[Records for processing]
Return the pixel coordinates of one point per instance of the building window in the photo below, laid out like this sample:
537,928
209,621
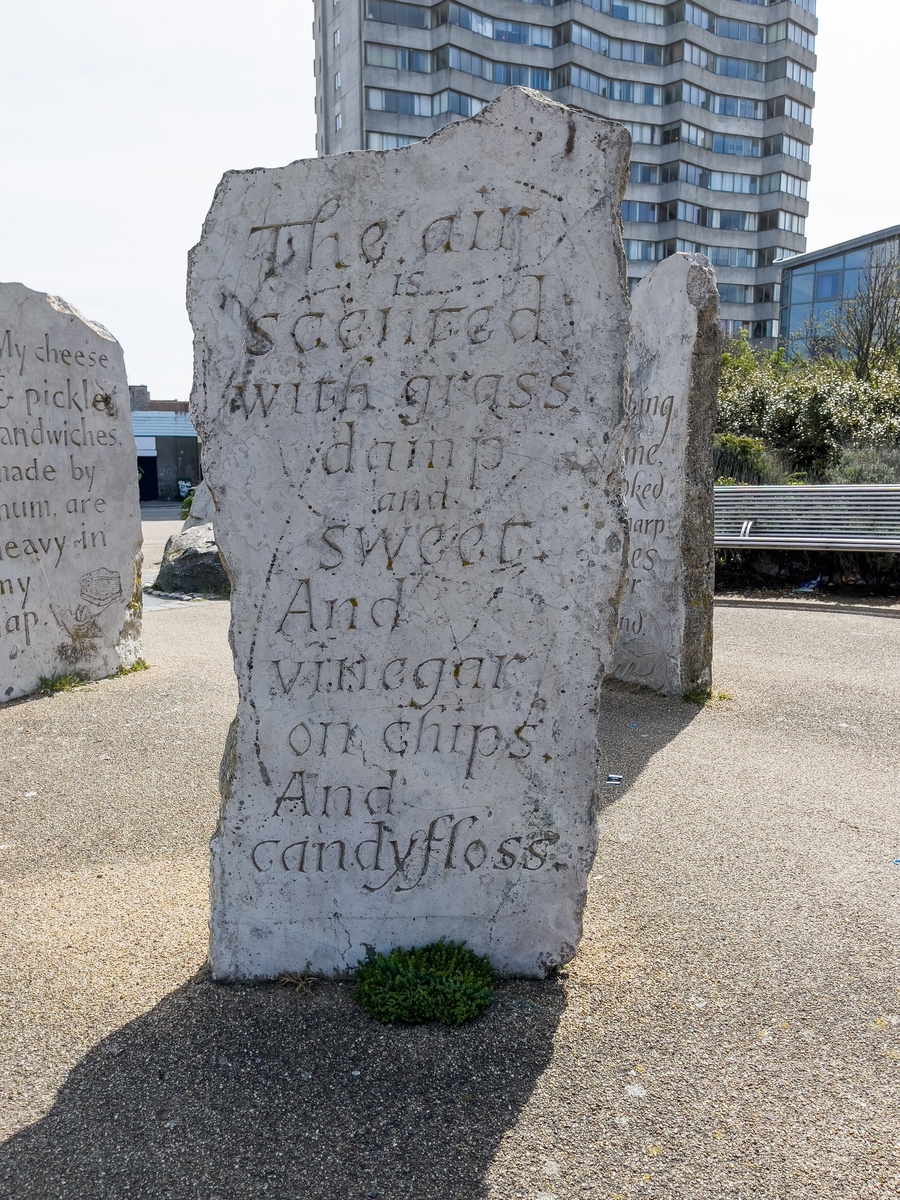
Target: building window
391,13
388,141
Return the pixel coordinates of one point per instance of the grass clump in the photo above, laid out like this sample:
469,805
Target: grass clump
443,982
137,665
705,696
47,685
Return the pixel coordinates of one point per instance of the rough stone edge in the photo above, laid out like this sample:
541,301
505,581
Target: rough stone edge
699,519
127,646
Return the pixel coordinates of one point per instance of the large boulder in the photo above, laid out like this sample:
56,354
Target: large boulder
191,563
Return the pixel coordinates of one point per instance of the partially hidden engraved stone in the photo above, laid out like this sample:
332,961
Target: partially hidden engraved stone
409,388
665,639
70,521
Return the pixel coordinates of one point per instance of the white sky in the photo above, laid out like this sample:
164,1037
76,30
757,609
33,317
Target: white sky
119,118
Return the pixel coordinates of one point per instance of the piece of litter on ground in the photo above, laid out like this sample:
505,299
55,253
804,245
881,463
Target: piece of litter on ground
809,586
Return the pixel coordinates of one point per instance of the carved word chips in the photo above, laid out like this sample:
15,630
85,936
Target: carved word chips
409,387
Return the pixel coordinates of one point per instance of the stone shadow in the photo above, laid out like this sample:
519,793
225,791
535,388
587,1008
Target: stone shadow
229,1091
634,725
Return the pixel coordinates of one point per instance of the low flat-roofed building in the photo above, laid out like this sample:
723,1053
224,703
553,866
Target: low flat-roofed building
814,283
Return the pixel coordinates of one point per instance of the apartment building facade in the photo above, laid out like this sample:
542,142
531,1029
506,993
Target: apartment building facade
718,100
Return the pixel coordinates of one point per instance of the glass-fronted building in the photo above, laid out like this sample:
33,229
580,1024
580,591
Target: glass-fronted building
718,99
811,286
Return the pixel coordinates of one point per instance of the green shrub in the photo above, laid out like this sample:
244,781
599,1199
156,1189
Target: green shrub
867,465
443,982
744,460
807,413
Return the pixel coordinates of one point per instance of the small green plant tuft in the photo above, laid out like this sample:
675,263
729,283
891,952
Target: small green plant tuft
47,685
303,983
705,696
137,665
442,982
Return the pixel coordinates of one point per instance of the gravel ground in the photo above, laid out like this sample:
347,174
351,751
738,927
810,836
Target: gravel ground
731,1025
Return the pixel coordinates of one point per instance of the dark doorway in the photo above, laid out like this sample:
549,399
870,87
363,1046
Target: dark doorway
148,484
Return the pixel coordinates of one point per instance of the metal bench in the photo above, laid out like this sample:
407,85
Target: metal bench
809,516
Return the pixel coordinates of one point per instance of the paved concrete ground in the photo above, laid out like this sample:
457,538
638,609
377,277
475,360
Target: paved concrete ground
160,520
731,1026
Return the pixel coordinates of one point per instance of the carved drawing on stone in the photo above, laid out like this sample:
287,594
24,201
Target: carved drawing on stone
409,387
665,636
70,522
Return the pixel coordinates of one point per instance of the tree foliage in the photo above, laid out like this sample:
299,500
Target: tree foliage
809,413
865,327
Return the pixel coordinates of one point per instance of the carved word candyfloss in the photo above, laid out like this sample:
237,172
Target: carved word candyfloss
409,390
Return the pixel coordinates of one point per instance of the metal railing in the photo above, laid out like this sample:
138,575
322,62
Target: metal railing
809,516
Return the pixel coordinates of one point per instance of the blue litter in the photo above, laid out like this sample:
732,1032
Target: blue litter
809,586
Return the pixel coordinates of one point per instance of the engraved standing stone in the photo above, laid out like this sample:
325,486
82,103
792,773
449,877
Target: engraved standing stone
665,639
70,522
409,387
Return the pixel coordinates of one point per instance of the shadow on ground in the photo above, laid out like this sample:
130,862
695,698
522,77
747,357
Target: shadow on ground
634,725
235,1092
225,1092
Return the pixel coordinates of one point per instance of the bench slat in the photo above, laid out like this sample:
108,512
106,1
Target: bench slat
817,516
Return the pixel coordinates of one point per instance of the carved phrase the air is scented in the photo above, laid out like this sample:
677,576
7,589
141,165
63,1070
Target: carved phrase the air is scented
412,433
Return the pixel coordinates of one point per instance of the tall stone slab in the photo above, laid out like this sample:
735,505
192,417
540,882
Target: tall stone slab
409,389
665,639
70,522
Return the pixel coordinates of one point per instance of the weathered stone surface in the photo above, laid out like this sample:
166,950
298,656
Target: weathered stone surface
191,562
665,639
70,522
409,389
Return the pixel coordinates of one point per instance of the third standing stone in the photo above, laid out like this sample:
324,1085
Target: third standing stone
665,639
409,387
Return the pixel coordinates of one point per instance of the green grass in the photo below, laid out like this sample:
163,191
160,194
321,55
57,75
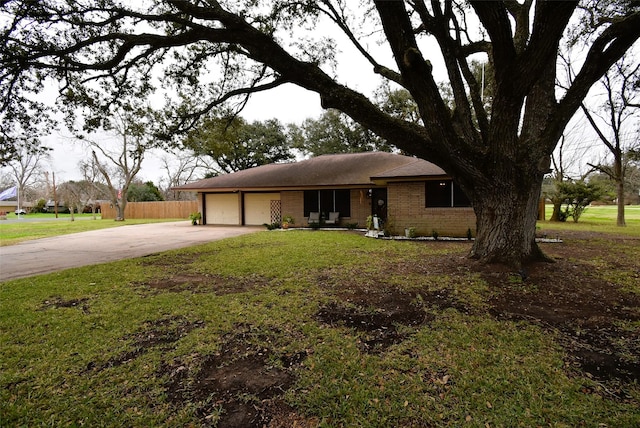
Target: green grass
460,369
14,232
597,219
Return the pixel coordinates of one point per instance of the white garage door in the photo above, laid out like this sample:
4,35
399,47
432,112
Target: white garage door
222,208
257,208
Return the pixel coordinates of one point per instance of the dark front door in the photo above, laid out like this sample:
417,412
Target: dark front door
379,203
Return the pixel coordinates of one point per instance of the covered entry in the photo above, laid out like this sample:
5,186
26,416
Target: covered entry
222,208
258,208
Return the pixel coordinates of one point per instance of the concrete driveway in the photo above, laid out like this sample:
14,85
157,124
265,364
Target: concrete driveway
100,246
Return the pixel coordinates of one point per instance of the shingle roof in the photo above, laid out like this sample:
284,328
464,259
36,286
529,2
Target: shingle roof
351,169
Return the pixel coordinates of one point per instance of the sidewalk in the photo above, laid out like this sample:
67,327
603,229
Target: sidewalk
100,246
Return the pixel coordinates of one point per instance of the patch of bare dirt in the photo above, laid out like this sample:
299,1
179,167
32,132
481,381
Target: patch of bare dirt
378,315
161,333
204,283
57,302
239,386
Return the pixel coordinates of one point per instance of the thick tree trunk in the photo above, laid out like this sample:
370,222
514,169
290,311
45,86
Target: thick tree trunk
557,206
620,197
506,225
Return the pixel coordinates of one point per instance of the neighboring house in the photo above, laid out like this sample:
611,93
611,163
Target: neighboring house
402,191
11,206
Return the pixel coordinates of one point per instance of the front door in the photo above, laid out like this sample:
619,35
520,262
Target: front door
379,203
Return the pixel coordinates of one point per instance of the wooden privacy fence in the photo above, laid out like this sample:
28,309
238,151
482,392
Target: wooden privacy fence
163,209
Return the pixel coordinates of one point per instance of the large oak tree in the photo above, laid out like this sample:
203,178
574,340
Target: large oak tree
214,51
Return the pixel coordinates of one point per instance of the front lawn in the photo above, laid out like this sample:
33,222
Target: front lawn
308,328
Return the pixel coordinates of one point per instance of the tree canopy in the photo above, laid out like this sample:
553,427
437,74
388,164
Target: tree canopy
217,52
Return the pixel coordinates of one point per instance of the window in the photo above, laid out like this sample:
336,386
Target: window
444,193
326,201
[/Records for processing]
About this exercise>
The records, exactly as written but without images, should be returned.

Output for this task>
Return the pixel coordinates of one point per instance of the building window in the photo below, laid out like this sample:
537,928
209,621
Target: building window
391,13
388,141
Return the pixel coordinates of one point per instance of the grass clump in the photo above, laid out like this sample:
469,805
Target: grass clump
443,982
137,665
705,696
47,685
Return the pixel coordinates of one point per instance of the rough stone edge in the photo above, laid out like this sample:
541,301
505,581
Target: rough stone edge
699,519
127,646
Return the pixel coordinates of one point per instance of the large boulder in the photo above, laid out like this sample:
56,354
Target: large boulder
191,563
Return the pixel coordinates of one point per instance of the partially hidden engraved stone in the photo above, laid out like this sample:
332,961
Target: partially hidden engraved stone
409,388
665,639
70,521
Return the pixel coordinates of one point per instance of the white sky in the photo above, laid out like this sample:
164,1037
76,30
757,609
33,317
Target: white sky
119,118
Return the pixel coordinates of one point per instance of the piece of litter on ground in the photo above, laid out like this sample:
505,299
55,253
804,245
881,463
Target: piece of litter on ground
809,586
Return the pixel coordinates of one point per instance of the carved word chips in the photo above, laid out like this sample:
15,630
85,936
Target: carved word chips
409,387
Return the pixel coordinates of one point per instance of the stone shadow in the photo above, laid out like this sample:
519,793
225,791
535,388
587,1008
Target: stone shadow
229,1091
634,725
Return the pixel coordinates of one point per instance of the low flat-roofed building in the photo above, laid out like this sample:
723,1053
224,703
553,866
Target: low flat-roofed building
814,283
Return the pixel coordinates of one point per instance of the apartment building facade in the photo above, laid out like this sample:
542,142
531,1029
506,993
Target: apartment building facade
718,100
Return the pixel coordinates of one point per instance of the glass-fronted building in the photo above, laid out like this sample:
33,229
580,1024
580,591
Target: glass-fronted building
718,99
811,286
Return the pixel coordinates of one point per instance of the green shrub in the photo above, laid out like this sample:
244,781
599,1199
156,1189
Target: green shrub
867,465
443,982
744,460
807,413
Return the pixel coordinates of one point per instance of the small green plant tuft in the photo above, laid out like this sample:
675,263
729,283
891,952
Target: small green plant tuft
47,685
303,983
705,696
137,665
442,982
Return the pixel coordinates of one point per instance of the gravel ground in the photo above, laid out like this sample:
347,174
351,751
738,927
810,836
Target: gravel ground
731,1025
Return the pixel coordinates of one point per instance of the dark doorway in the photo above, laid out like this sample:
549,399
870,87
363,1046
Target: dark doorway
148,484
Return the pixel coordinates of one point per instance of the metal bench in the photo above, laid out like this sample:
407,85
Target: metal bench
809,516
Return the pixel coordinates of one point per instance of the paved concrete ground in the photo above, laid out like this sample:
457,538
638,609
377,277
475,360
Target: paved concrete ground
160,520
731,1026
Return the pixel coordinates of one point per instance of the carved drawing on stone in the photo above, laid out like this sample:
287,594
24,201
Target: carved drawing on stone
409,387
665,636
70,522
Return the pixel coordinates of one point per instance of the tree foliage in the photo above, laid out like this sample:
299,500
Target: tree foliage
809,413
865,327
Return the pixel coordinates of one point per instance of the carved word candyfloss in the photo above, laid out like this sample:
237,172
Target: carved word candyfloss
409,390
Return the pixel coordinates of one point per instance of the metal railing in the photo above, laid out like this sample:
138,575
322,62
Target: metal railing
809,516
Return the pixel coordinates of one point per instance of the blue litter in the photo above, laid out like this sample:
732,1032
Target: blue litter
809,586
Return the pixel coordinates of one point per instance of the engraved standing stone in the photo above, laid out like this sample:
325,486
82,103
792,773
449,877
Target: engraved standing stone
665,639
70,522
409,387
Return the pixel coordinates of one point per instance of the shadow on ground in the photo above, laid out like this sample:
130,862
695,698
522,77
747,357
Target: shadow on ground
634,725
235,1092
225,1092
Return the pixel coordinates of one point per instance of the bench slat in the photo above, laid out like this sample:
108,512
106,1
Target: bench slat
817,516
Return the pixel coordinates of one point per instance of the carved phrase the air is scented in the photo above, laid out like this sample:
677,576
7,589
141,165
63,1070
Target: carved phrase the air is scented
412,433
Return the pixel coordinates of one point per instance of the tall stone slab in the photo above, laid out like this sample:
735,505
192,417
540,882
Target: tall stone slab
409,389
665,639
70,522
Return the pixel coordinates of one point per instance of the weathered stone surface in the photo above, laid out like this sample:
166,950
298,656
Target: weathered stone surface
191,562
665,639
70,522
409,389
Return the pixel coordinates of one point per instance of the third standing stone in the photo above, laid out like this sample:
324,1085
Target: third standing stone
665,639
409,387
Return the pixel coordinates of one point per instance of the green grass in the photo below, laid out like this sample:
163,191
160,194
321,55
57,75
Target: green grass
460,369
14,232
597,219
Return the pixel coordinates of one point per instance of the white garage door in the photo above, laid out like this sample:
4,35
399,47
432,112
Target: white garage door
222,208
257,208
Return the pixel coordinates of one point per instance of the dark front door in the photo above, laid out like this sample:
417,412
Target: dark front door
379,203
Return the pixel coordinates of one point per instance of the covered entry in the photo above, laid out like this sample:
5,186
26,416
Target: covered entry
222,208
258,208
Return the pixel coordinates of one point per instance of the concrete driveway in the photo above, laid out like this sample:
14,85
157,124
265,364
Target: concrete driveway
100,246
Return the pixel coordinates of one point per instance of the shingle roof in the photo above, laid out like this sample:
284,328
464,259
36,286
529,2
Target: shingle roof
351,169
Return the pixel coordinates of one point per instance of the sidewalk in the photo above, laid out like this sample:
67,327
603,229
Target: sidewalk
100,246
Return the pixel coordinates of one point per instance of the patch of bare dirt in the photo above, laid out like this sample:
299,1
179,167
32,132
481,381
Target: patch of bare dirt
378,315
161,333
204,283
57,302
239,386
Return the pixel coordinates of one point per instance of the thick tree trunk in the photo above, laid out like this sample:
370,222
514,169
290,311
45,86
Target: thick tree trunk
557,206
620,197
506,225
Return the pixel coordinates of one point per instance of the neighboring house in the photo above, laid out like this sample:
611,93
611,163
Target: neighboring house
402,191
11,206
Return the pixel coordinates of one point per instance of the front door in the photo above, laid out like this sample:
619,35
520,262
Target: front door
379,203
Return the pixel coordinates of one point per instance of the wooden privacy fence in the photo above, laid out like this sample:
28,309
238,151
482,392
Target: wooden privacy fence
163,209
Return the pixel coordinates of one point per instance of the large oak tree in the photo above, laid out like this sample:
203,178
574,340
Target: large oak tree
214,51
Return the pixel coordinates of one point per instance of the front lawn in the photo above, laid out like this sample:
33,222
Target: front lawn
308,328
Return the pixel coordinates of one point per instance of the tree canopy in the photo above, laid out like this sample:
553,427
437,74
388,164
Target: tree canopy
217,52
Return the pixel coordinates of one point per instance of the window in the photo above, laid out like this sample:
336,386
Target: window
444,193
326,201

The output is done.